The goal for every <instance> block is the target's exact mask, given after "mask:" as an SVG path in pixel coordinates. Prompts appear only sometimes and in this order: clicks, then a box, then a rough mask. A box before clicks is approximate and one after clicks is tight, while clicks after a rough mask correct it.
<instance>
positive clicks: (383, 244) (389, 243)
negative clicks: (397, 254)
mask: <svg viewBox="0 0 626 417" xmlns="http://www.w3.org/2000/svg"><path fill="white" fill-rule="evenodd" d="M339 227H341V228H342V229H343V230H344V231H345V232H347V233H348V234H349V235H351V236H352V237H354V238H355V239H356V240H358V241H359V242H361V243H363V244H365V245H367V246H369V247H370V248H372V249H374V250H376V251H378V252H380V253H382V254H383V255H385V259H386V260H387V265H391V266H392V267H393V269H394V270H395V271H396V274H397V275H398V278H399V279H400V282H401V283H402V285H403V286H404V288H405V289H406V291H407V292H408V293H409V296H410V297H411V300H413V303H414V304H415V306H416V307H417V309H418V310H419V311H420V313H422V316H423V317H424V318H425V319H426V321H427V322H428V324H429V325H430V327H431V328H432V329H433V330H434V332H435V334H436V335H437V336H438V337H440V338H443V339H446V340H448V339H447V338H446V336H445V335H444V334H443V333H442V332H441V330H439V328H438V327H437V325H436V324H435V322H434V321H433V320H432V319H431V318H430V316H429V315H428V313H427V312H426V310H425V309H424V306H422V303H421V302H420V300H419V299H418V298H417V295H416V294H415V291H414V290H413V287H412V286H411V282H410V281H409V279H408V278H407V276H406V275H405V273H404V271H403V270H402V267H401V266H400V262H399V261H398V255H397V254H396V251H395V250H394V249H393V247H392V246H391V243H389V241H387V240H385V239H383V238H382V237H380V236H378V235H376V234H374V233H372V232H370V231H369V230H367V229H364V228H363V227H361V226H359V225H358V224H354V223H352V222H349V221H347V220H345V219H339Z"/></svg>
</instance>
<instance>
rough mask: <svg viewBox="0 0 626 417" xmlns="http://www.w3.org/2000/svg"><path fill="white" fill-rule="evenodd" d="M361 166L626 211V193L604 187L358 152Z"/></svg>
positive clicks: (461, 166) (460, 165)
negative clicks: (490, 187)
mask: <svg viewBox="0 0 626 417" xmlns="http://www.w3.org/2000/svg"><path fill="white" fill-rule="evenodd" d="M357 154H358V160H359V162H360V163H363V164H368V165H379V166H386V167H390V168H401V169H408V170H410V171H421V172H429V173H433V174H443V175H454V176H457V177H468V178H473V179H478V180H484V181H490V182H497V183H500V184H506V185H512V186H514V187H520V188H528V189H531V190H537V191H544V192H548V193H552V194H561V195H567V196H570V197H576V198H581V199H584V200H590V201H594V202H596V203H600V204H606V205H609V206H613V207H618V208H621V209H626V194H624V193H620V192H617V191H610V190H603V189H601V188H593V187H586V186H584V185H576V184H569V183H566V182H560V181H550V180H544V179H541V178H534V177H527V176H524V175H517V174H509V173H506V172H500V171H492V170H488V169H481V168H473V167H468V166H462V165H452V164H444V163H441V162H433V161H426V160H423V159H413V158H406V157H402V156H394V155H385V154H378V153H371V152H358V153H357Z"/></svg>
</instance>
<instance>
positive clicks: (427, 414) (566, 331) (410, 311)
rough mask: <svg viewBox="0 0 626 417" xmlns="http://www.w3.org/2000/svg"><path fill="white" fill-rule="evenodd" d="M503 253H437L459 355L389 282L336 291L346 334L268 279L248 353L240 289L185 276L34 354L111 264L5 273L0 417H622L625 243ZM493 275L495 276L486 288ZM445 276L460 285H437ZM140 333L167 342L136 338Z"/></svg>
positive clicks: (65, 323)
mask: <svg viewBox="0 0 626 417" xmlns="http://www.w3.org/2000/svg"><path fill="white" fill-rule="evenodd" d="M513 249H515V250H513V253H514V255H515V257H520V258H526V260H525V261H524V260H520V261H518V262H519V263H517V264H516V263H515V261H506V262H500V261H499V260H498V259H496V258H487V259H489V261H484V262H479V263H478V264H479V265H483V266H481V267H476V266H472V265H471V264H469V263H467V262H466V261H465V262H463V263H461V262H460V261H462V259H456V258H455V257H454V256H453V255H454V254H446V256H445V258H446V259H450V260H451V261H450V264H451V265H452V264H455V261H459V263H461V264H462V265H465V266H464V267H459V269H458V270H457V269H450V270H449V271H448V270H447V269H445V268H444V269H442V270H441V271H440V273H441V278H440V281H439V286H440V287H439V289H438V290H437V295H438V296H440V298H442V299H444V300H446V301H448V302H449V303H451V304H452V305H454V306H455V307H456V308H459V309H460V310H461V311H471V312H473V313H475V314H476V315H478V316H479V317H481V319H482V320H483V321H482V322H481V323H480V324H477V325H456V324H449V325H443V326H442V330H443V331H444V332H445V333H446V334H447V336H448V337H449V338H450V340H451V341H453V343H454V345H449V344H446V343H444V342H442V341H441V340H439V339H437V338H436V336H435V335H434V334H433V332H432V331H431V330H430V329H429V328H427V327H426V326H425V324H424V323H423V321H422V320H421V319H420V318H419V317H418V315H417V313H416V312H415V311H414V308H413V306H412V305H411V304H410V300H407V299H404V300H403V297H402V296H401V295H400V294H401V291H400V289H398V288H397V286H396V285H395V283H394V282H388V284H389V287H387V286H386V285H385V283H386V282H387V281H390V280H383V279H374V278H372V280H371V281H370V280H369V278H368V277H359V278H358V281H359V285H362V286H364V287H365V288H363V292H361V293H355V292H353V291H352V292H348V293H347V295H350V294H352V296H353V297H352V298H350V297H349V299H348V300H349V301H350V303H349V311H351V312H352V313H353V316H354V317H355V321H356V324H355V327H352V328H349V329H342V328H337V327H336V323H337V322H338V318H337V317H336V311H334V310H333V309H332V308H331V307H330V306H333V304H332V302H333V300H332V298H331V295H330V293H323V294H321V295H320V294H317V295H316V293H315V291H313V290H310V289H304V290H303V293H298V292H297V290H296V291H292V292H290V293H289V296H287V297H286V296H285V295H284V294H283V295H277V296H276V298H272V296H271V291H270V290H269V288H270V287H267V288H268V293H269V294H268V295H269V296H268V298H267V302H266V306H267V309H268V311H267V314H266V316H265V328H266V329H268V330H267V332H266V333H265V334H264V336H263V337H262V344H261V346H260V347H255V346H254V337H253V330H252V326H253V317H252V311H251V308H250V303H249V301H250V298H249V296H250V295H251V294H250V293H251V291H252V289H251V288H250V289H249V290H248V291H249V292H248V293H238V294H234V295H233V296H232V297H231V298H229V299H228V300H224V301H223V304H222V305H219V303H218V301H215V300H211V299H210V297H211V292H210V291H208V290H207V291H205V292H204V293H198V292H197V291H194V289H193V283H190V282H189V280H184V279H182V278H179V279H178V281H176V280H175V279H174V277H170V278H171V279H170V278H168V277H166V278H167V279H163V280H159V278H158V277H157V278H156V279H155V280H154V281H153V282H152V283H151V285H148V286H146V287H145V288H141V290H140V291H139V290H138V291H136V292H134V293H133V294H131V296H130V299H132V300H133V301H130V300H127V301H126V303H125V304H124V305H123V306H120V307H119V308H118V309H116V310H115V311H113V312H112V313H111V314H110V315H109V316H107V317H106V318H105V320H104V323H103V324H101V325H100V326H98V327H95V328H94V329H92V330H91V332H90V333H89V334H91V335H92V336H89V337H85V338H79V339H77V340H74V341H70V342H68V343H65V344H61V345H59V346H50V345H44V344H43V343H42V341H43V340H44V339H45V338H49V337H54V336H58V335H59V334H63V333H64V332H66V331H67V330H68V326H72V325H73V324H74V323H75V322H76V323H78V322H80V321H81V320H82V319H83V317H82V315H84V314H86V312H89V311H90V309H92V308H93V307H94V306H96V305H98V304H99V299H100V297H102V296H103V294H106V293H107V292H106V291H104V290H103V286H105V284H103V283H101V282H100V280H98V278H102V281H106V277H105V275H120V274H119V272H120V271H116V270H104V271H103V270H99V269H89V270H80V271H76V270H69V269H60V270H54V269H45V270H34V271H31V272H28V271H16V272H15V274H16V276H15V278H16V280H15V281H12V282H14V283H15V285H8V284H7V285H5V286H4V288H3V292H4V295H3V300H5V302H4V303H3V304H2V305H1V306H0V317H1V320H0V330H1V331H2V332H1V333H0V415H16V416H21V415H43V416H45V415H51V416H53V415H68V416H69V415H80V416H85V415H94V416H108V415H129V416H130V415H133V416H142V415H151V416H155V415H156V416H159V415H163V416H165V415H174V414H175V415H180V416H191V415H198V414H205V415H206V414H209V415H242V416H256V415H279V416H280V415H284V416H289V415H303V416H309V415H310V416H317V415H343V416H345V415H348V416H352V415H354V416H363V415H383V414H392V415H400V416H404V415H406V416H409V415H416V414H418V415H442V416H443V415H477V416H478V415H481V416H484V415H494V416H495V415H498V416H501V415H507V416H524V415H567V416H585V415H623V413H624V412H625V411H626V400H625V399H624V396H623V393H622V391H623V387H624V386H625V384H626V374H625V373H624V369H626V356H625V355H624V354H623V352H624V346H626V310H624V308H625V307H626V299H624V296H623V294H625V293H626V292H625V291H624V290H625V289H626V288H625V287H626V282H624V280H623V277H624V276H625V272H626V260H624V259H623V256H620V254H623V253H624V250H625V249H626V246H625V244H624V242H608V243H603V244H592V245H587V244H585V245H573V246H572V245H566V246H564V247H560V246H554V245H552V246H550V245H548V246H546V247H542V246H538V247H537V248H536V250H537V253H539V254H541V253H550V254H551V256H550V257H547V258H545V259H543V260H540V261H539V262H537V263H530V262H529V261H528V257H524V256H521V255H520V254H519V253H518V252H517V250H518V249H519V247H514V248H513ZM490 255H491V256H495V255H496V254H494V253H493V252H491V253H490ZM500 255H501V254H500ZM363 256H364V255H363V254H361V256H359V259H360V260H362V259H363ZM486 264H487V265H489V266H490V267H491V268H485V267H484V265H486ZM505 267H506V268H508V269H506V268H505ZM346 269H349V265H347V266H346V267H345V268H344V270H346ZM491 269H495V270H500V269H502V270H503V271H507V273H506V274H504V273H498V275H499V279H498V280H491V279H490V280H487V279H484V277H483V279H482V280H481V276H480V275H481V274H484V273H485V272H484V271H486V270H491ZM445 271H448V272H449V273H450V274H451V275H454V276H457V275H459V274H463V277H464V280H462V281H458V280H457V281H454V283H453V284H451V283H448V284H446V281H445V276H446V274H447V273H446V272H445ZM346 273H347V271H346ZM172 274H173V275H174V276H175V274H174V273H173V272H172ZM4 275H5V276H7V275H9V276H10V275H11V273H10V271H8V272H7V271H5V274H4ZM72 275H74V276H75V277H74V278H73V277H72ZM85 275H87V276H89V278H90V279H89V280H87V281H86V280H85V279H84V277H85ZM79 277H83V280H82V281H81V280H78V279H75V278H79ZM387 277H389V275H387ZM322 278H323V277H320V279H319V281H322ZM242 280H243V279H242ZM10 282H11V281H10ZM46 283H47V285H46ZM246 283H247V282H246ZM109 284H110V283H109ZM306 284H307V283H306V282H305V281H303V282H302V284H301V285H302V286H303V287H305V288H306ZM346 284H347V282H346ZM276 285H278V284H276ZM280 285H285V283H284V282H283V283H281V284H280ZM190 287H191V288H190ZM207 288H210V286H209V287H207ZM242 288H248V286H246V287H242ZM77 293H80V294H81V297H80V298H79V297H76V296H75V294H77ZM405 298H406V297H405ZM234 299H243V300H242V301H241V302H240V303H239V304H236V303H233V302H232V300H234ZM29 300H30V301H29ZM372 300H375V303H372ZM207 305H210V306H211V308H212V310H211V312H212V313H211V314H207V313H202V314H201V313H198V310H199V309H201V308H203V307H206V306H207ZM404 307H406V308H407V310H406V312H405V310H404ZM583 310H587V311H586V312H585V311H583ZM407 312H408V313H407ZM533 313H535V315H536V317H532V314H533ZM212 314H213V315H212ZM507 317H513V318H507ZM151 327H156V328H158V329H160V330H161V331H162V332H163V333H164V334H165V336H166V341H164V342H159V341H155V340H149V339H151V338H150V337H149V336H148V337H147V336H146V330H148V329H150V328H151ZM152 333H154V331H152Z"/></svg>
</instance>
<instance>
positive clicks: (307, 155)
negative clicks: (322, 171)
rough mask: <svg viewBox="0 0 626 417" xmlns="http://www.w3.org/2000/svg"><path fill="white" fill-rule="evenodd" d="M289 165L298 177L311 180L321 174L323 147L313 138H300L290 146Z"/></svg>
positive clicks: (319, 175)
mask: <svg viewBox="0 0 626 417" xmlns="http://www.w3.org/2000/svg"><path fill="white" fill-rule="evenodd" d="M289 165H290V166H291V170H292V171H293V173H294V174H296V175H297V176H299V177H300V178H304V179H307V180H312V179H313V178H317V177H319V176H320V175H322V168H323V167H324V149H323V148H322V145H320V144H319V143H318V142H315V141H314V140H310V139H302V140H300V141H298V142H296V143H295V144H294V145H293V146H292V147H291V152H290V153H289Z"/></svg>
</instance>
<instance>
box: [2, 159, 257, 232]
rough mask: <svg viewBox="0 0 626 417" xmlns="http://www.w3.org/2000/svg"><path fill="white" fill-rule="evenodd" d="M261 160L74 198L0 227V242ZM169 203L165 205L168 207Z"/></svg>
•••
Instrução:
Reproduza, sem nenhuma alteração, as linhas desde o início até a linha com "positive clicks: (461, 166) (460, 165)", incluindo esta.

Solução escrita:
The goal for every <instance> block is the target's exact mask, given after "mask:" as an SVG path in pixel coordinates. Prompts appear only sometimes and in this order: clicks, then a box, then a rough mask. A box before clicks is approximate and one after clicks is tight, while clicks after a rough mask correct it.
<instance>
positive clicks: (383, 244) (389, 243)
negative clicks: (397, 254)
mask: <svg viewBox="0 0 626 417" xmlns="http://www.w3.org/2000/svg"><path fill="white" fill-rule="evenodd" d="M339 227H341V228H342V229H343V230H344V231H345V232H347V233H348V234H349V235H351V236H352V237H354V238H355V239H356V240H358V241H359V242H361V243H363V244H365V245H367V246H369V247H370V248H372V249H374V250H376V251H378V252H380V253H382V254H383V255H385V259H386V260H387V265H391V266H392V267H393V269H394V270H395V271H396V274H397V275H398V278H399V279H400V282H401V283H402V285H403V286H404V288H405V289H406V291H407V292H408V293H409V296H410V297H411V300H413V303H414V304H415V306H416V307H417V309H418V310H419V311H420V313H422V316H423V317H424V318H425V319H426V321H427V322H428V324H429V325H430V327H431V328H432V329H433V330H434V332H435V334H436V335H437V336H438V337H440V338H443V339H446V340H448V339H447V338H446V336H445V335H444V334H443V333H442V332H441V330H439V328H438V327H437V325H436V324H435V322H434V321H433V320H432V319H431V318H430V316H429V315H428V313H427V312H426V310H425V309H424V306H422V303H421V302H420V300H419V299H418V298H417V295H416V294H415V291H414V290H413V287H412V286H411V282H410V281H409V279H408V278H407V276H406V275H405V273H404V271H403V270H402V267H401V266H400V262H399V261H398V255H397V254H396V251H395V250H394V249H393V247H392V246H391V243H389V241H387V240H385V239H383V238H382V237H380V236H378V235H376V234H374V233H372V232H370V231H369V230H367V229H364V228H363V227H361V226H359V225H358V224H354V223H352V222H349V221H347V220H345V219H339Z"/></svg>
</instance>
<instance>
rough mask: <svg viewBox="0 0 626 417" xmlns="http://www.w3.org/2000/svg"><path fill="white" fill-rule="evenodd" d="M361 166L626 211V193L604 187L358 152Z"/></svg>
positive clicks: (461, 166) (460, 165)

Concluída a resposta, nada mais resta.